◆ **GIVEN EXERCISE**
Reproduce the records below in full and word for word, excluding pictures.
-- Begin DATA SHOWN --
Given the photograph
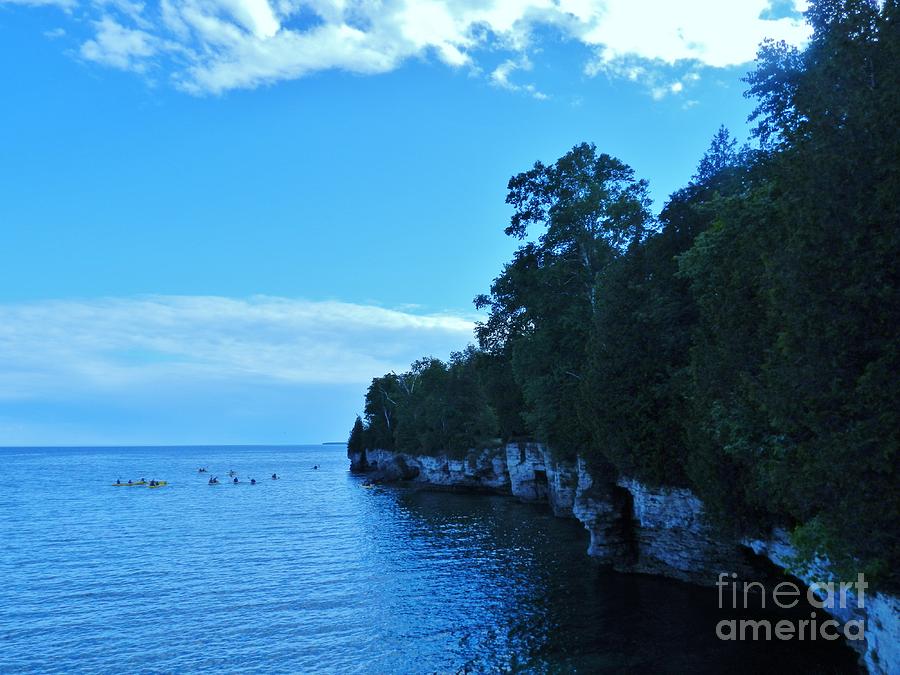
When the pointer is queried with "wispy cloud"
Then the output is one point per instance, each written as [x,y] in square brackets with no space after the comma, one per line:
[62,348]
[500,77]
[211,46]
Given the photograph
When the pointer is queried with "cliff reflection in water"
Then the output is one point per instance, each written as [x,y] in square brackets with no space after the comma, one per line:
[494,584]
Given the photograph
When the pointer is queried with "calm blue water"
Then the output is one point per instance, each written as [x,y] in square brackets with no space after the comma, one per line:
[313,573]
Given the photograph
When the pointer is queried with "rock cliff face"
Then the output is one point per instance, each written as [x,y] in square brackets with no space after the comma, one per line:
[632,527]
[478,470]
[881,612]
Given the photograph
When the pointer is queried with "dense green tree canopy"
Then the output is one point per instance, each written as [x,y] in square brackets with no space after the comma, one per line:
[744,343]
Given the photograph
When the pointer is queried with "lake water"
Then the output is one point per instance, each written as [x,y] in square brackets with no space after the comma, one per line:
[313,573]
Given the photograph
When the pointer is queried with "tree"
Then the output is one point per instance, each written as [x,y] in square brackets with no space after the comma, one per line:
[357,442]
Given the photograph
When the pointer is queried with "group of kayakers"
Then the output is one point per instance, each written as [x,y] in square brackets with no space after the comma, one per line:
[214,480]
[143,481]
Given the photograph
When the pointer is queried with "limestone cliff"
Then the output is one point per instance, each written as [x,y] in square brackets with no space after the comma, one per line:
[633,527]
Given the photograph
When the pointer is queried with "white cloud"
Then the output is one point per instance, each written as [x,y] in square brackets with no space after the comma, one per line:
[119,47]
[227,44]
[500,77]
[54,348]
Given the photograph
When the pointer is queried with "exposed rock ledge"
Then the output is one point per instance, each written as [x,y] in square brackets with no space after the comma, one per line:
[632,527]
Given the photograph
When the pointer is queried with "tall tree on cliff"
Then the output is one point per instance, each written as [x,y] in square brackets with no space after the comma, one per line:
[810,412]
[589,209]
[357,441]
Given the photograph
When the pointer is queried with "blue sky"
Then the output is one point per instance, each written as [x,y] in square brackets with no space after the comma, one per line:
[221,218]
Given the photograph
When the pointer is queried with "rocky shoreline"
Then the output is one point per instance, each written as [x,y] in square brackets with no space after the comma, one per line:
[634,527]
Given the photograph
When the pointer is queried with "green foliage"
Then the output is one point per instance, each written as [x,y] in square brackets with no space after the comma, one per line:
[434,408]
[745,344]
[357,442]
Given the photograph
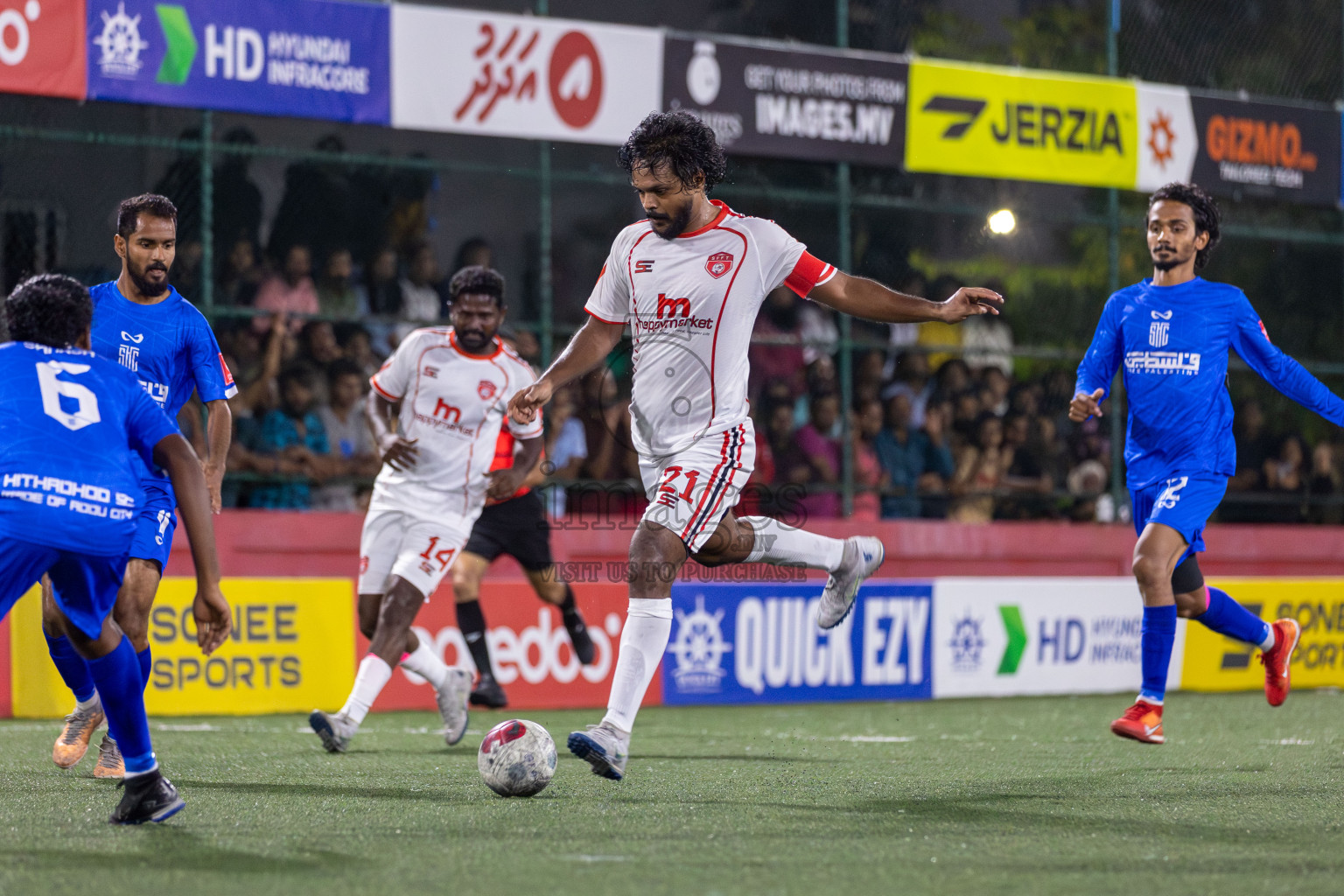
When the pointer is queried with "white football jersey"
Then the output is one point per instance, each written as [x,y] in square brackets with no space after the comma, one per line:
[691,304]
[453,404]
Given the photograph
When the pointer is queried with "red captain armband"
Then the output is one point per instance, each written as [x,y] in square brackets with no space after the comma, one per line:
[808,273]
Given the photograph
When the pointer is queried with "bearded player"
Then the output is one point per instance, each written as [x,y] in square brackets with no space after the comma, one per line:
[145,326]
[1172,332]
[690,280]
[446,389]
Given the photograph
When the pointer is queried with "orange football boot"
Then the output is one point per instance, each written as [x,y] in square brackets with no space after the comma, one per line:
[1143,723]
[1278,659]
[74,738]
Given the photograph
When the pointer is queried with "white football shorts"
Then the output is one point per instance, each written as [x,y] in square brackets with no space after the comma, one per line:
[416,549]
[691,489]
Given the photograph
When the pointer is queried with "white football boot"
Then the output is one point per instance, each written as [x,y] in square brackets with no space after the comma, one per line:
[860,559]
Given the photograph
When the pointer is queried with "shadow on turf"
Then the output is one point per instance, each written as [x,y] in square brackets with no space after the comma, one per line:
[737,758]
[316,790]
[168,848]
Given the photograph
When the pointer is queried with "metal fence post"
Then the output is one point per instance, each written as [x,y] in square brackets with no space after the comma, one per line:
[844,208]
[207,214]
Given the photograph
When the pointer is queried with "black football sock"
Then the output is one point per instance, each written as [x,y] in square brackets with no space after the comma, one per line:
[472,622]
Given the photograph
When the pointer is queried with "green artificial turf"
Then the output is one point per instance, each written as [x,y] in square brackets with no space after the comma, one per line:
[1027,795]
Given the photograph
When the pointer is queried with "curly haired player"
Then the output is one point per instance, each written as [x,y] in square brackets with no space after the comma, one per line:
[1172,333]
[689,281]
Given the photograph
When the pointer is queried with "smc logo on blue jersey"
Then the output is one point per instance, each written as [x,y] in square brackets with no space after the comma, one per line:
[168,346]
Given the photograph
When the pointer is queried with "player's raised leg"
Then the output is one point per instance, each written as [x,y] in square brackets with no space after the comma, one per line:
[391,554]
[1218,612]
[1155,559]
[88,717]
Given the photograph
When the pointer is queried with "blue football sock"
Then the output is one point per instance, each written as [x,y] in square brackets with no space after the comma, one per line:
[117,679]
[1158,634]
[1230,618]
[72,667]
[147,664]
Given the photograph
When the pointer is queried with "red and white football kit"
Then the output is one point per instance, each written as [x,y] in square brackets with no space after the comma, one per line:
[691,304]
[453,404]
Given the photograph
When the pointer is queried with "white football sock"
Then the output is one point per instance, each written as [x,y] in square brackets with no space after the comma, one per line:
[782,544]
[373,675]
[648,624]
[426,664]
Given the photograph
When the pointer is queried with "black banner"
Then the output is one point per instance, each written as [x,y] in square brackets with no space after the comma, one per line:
[1265,150]
[790,103]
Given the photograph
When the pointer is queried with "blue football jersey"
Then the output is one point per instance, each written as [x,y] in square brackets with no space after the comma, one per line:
[168,346]
[1173,341]
[67,419]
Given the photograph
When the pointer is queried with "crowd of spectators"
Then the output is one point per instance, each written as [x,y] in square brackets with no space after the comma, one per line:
[941,424]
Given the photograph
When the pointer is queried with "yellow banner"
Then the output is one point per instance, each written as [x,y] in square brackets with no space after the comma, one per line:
[1214,662]
[292,649]
[990,121]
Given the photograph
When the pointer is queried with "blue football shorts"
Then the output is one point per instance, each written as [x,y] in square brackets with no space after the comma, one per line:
[85,589]
[1183,502]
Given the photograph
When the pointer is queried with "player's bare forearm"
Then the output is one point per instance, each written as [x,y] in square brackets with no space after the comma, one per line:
[220,430]
[589,348]
[175,456]
[867,298]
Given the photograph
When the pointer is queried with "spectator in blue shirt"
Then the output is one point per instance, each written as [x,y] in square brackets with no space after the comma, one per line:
[913,461]
[295,433]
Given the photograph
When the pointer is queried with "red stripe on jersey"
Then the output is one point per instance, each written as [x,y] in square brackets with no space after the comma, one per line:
[373,381]
[809,271]
[718,220]
[601,318]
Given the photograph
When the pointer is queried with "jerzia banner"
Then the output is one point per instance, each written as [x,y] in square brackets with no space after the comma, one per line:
[790,103]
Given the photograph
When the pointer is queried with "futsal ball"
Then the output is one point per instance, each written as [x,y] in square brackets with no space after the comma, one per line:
[516,758]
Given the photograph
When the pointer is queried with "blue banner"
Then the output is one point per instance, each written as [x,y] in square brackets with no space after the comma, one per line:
[760,644]
[304,58]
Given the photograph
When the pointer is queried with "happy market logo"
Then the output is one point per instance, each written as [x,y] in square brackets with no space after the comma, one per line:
[122,45]
[697,649]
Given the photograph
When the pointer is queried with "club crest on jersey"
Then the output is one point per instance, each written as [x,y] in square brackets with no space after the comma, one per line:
-- End DATA SHOWN --
◆ **RESPONSE TO THE EXERCISE**
Given the photograph
When the pointer is queried with "wispy cloud"
Then the output is one point per instance, each written as [x,y] in square brackets with no space after the comma, one per line:
[62,348]
[500,77]
[211,46]
Given the photograph
When the pointer is queried with "cliff reflection in water"
Then the output is one point per instance, each written as [x,y] in square brackets with no space after the comma, one per line:
[494,584]
Given the photograph
When the pointer is queried with "calm blue water"
Then the output is one point per instance, each written as [x,y] in square brackets with no space after the comma, one per line:
[313,573]
Given the photograph
When the pointer is queried with "rock cliff face"
Then the output is one point per instance, each written as [x,y] in square brackets with no space after the comma, one per line:
[632,527]
[478,470]
[881,612]
Given the photograph
When the pointer is queried with "dense green tree canopy"
Then the output is one point per instance, each written as [x,y] in square brackets with no space after the comma, one per line:
[744,343]
Given the photograph
When the pointer is queried with "lake water"
Then the output is one point per instance, each written as [x,y] in square brackets with no space after the comma, one per line:
[313,573]
Given the photograph
When the pointer is queried with "tree"
Then the output is one point per instance, each written as [x,y] in square brackets with no space after the comma, one per line:
[357,442]
Given the photograph
When the pointer is queried with "group of kayakers"
Then the output is one point per instance, each written as [x,y] in square brackets with no space after the comma, one per line:
[214,480]
[143,481]
Given the photograph
When the pointer is queried with "limestone cliff"
Then the output is one point per instance, each written as [x,y] in square brackets with no space after the comma, one per line:
[633,527]
Given the photograph
When the pointer is queried with "white cloud"
Then the output is one point per instance, each written as [x,y] in square brackets with no space after the comma, one per line:
[119,47]
[227,44]
[500,77]
[54,348]
Given the photograph
When the pointer is queried with "exposed rock ledge"
Then the output is one point per instance, each written as [x,y] in square brackets with no space after the comma, one per line:
[632,527]
Given the photograph
When the pointer is queried with "tall tree on cliff"
Then the output is one point per instance, each written as [x,y] in square brackets with no space after the comma, one per line:
[810,412]
[589,209]
[357,441]
Given the photograph
When the pointer is queried with "blue sky"
Then the output is one point per instance, each written as [x,y] in square brackets with no space after the comma, one per line:
[221,218]
Given the photograph
When the pointer is queried with "rocky shoreline"
Then the output is one point per instance, each written as [x,y] in square brackets with no space after the comma, one per line:
[634,527]
Given the photograph
When the pointer is queried with "green foliage"
Then the output is one point per instance, each written as [x,y] in square brackets with no space after the comma, one per line:
[434,408]
[745,344]
[357,442]
Given the photograph
When the pointer is queried with "white football jersey"
Then the output is one point per instance, each written as [x,y] in square brackets with no space after the comma, one per line:
[691,304]
[453,404]
Given the photograph
When the pointer is queried with "red captain armband"
Then the output is one point per instance, each written as [x,y] in square brackets with no space after the comma, one per line:
[808,273]
Given the photograph
When the pointer is queried with "bearded player"
Then the output is one point per instance, each written as [x,y] in square brackets with no space after the comma, one per line:
[145,326]
[1172,332]
[690,280]
[446,389]
Given the photograph
When the pointer is queried with "orange football boot"
Then the output is one point per instance, each written as [x,y] in square brackets with no space after the comma, one per line:
[1143,723]
[1278,659]
[74,738]
Given the photograph
When the pointer is queried with "white football shorts"
Then the output is one point per instance, each written as [x,y] in square brackets with no space after the comma, one per line:
[416,549]
[691,489]
Given the photograph
When the pointer is queried with "white football boot"
Then the output is one point per instance, each written as [x,y] in square brackets with no space after the comma, one per line:
[860,559]
Given the photograph
When the pointer is queried with "shadow on turf"
Then the output is one point per instance, each written as [x,y] in square brackets with no space after the comma, one per line:
[737,758]
[316,790]
[168,848]
Given the photograph
When the pointer is queried with "metal fence post"
Then the output is one point per instance, each written as [x,y] in square brackets with no space after the comma, one per line:
[844,208]
[207,214]
Given the photograph
When the pointer is queried with "black football sock"
Then the output is one point per instance, each written as [x,y] in square brackets with no space after the comma, one per line:
[472,622]
Given the photograph
When the pointer is queried with "green artificial turf"
Then the output is one point per instance, each written as [x,y] in square brackets with no space after the comma, one per line:
[1027,795]
Given the photograph
When the pointer is queried with "curly haired player"
Then the output is one point per instance, each written as [x,y] in square brackets with no space after the comma, one per line:
[1172,333]
[689,281]
Given the photograph
When the pointer is queried with "smc logo on blue jersey"
Then the output is one point per instance, each written as [x,y] in square brackets with no space after the comma, one per line:
[168,346]
Given the photograph
When the pointer is queried with "player's raised leg"
Then the output is one point per instance, each written as [x,y] in square brackets with no space after the comma, one per line:
[391,554]
[1218,612]
[1155,559]
[88,717]
Given the photograph
When the pointer is queried with "blue football sock"
Then the output is one point per instance, each written as [x,y] in square brackets with no space after the comma, one per line:
[117,679]
[1158,634]
[1230,618]
[72,667]
[147,664]
Given the photograph
When the pointer is queried with "red and white football kit"
Then the output is one point per instance, each written as [x,y] in square brackets with no space after the comma, one per line:
[691,304]
[453,404]
Given the photograph
When the pointer is queried with "white football sock"
Then the output is one point per instance, each written as [x,y] in square brackets with no space after the comma, one per line:
[782,544]
[373,675]
[648,624]
[426,664]
Given the photograph
When the pointer is queried with "black banner"
Then the output is one point per instance, each written as [x,y] in square brackets with no space after the comma, one per line:
[1265,150]
[790,103]
Given the photograph
When the pointer is queried with "blue football jersey"
Then the output is one point per instance, each written as [x,y] in square brackets with no space after the comma, one per line:
[168,346]
[1173,341]
[67,419]
Given the photograph
When the pointer is queried with "crowd of spectators"
Then the output is one point per instance, each written as [x,y] in square brackets with no space after the comma, one per line:
[941,424]
Given the photograph
When the pointer is queried with "yellow banner"
Then the output is one point per instance, each written as [x,y] in square brackets with no space after the comma, one per line:
[1214,662]
[292,649]
[990,121]
Given the photograph
When the pointer is queried with "blue football shorts"
Then the output is one point per instance, each written as [x,y] in square brackets with no space after the comma, one per line:
[85,589]
[1183,502]
Given the photograph
When the pointer is queried with "player's bare forearm"
Then the output is one point per instance, each written as [x,y] in square brackets with no space after the comma, one per line:
[220,430]
[589,348]
[175,456]
[867,298]
Given the photograph
When the pointer is queried with "spectator in blue shirt"
Then the output is one point per instance, each written as [x,y] in square brackets with no space after the comma, one per line:
[913,461]
[295,433]
Given the photograph
When the pointer is queried with "red stripe on jersey"
Then the output is one point per instance, each written as [x,y] in square brackets with no space after the comma, one per line:
[373,381]
[809,271]
[718,220]
[601,318]
Given the photograph
When the pointer is queried with "jerzia banner"
Then the output is one point per instance, each written as [x,y] in square brackets with no space after the comma, one per line:
[790,103]
Given the photograph
When the pointer is queried with "futsal ball"
Then the output is one point per instance, each written as [x,y] in square brackets with no space after the comma, one per line:
[516,758]
Given the photograph
When the pointer is queried with "blue banner"
Then the output is one point per instance, each written as [x,y] in square brackets with no space after the comma, one per line:
[760,644]
[304,58]
Given the photograph
When the pointer is queried with "happy market logo"
Then the output is one point per instance, each written as [x,y] in square brackets with no space after the comma, one per line:
[122,45]
[697,649]
Given the photograph
When the pointer is queried with "club crest on jersey"
Then the output is one point per instance, each written as [x,y] in square brackets with no space after the comma, one per line:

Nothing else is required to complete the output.